-- BEGIN Stored data --
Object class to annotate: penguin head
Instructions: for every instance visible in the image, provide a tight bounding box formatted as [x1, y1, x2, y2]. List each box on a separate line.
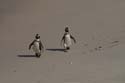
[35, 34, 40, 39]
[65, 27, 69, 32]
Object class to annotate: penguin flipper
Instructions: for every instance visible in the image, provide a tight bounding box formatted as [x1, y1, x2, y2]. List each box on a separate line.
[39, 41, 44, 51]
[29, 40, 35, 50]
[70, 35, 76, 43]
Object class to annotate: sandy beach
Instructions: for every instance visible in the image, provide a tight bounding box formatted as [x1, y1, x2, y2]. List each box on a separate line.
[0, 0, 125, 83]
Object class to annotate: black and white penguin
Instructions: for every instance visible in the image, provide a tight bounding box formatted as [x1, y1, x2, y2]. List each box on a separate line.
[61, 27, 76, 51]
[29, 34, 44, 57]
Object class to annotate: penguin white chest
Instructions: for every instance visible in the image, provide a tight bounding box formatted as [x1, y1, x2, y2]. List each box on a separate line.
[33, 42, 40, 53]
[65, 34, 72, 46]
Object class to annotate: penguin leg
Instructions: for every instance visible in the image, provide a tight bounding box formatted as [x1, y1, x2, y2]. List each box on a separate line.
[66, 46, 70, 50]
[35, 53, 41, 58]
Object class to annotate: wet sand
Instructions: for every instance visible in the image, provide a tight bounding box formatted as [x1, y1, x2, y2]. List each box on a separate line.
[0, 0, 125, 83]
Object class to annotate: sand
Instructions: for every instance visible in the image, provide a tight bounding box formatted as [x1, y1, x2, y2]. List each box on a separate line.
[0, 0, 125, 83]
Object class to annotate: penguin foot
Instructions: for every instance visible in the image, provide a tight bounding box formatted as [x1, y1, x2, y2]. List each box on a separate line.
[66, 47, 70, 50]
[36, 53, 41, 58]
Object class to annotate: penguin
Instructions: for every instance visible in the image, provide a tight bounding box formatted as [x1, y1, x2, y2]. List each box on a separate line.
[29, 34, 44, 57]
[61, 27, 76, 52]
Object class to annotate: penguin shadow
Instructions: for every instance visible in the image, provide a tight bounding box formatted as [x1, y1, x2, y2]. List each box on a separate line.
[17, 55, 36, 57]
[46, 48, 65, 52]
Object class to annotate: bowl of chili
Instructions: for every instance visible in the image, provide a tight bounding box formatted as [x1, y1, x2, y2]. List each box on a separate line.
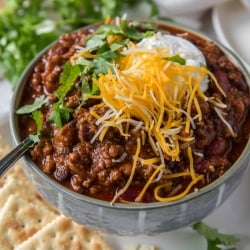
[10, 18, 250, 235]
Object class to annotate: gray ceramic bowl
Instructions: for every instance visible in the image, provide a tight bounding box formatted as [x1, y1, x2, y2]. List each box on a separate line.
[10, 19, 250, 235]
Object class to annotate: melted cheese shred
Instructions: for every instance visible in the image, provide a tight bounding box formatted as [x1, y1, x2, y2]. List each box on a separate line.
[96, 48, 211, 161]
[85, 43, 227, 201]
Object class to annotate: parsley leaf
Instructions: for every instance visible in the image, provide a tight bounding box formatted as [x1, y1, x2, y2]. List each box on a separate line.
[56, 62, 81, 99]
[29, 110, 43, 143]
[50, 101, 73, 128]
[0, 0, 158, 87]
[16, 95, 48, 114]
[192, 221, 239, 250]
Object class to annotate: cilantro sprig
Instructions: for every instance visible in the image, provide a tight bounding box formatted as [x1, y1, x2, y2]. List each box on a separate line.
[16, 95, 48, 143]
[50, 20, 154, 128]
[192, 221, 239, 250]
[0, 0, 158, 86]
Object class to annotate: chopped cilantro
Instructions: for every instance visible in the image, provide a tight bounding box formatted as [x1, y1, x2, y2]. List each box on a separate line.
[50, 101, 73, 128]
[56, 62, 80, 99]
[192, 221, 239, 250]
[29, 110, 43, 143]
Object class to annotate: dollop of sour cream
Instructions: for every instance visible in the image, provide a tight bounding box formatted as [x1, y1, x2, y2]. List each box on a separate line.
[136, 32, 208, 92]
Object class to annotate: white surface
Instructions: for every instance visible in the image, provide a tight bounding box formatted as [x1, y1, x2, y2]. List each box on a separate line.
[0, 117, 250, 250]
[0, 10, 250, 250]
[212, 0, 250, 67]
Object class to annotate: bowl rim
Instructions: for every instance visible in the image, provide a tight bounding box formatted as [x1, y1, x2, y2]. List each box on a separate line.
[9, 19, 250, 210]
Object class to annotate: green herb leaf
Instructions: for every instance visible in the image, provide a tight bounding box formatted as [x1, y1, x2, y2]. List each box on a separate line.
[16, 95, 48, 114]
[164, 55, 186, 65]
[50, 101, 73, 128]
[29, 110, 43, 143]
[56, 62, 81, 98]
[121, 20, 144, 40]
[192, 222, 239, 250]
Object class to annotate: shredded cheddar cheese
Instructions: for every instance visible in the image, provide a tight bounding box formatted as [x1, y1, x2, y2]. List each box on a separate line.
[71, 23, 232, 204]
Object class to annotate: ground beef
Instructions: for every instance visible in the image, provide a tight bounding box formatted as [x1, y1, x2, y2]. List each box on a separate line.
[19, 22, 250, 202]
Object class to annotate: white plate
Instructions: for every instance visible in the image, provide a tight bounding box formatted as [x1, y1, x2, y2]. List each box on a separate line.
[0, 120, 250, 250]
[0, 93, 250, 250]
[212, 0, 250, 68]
-- END Stored data --
Task:
Lay out as a JSON list of strings the lines starting at the one containing "Object class to annotate: penguin white chest" and ending at the one containing "[65, 34, 72, 46]", one string per line with blank lines omitted.

Task result:
[
  "Object class to annotate: penguin white chest",
  "Instructions: for every instance visible in the image, provide a tight bounding box formatted as [x1, y1, x2, y2]. List each box on a separate line.",
  "[33, 42, 40, 53]",
  "[65, 34, 72, 46]"
]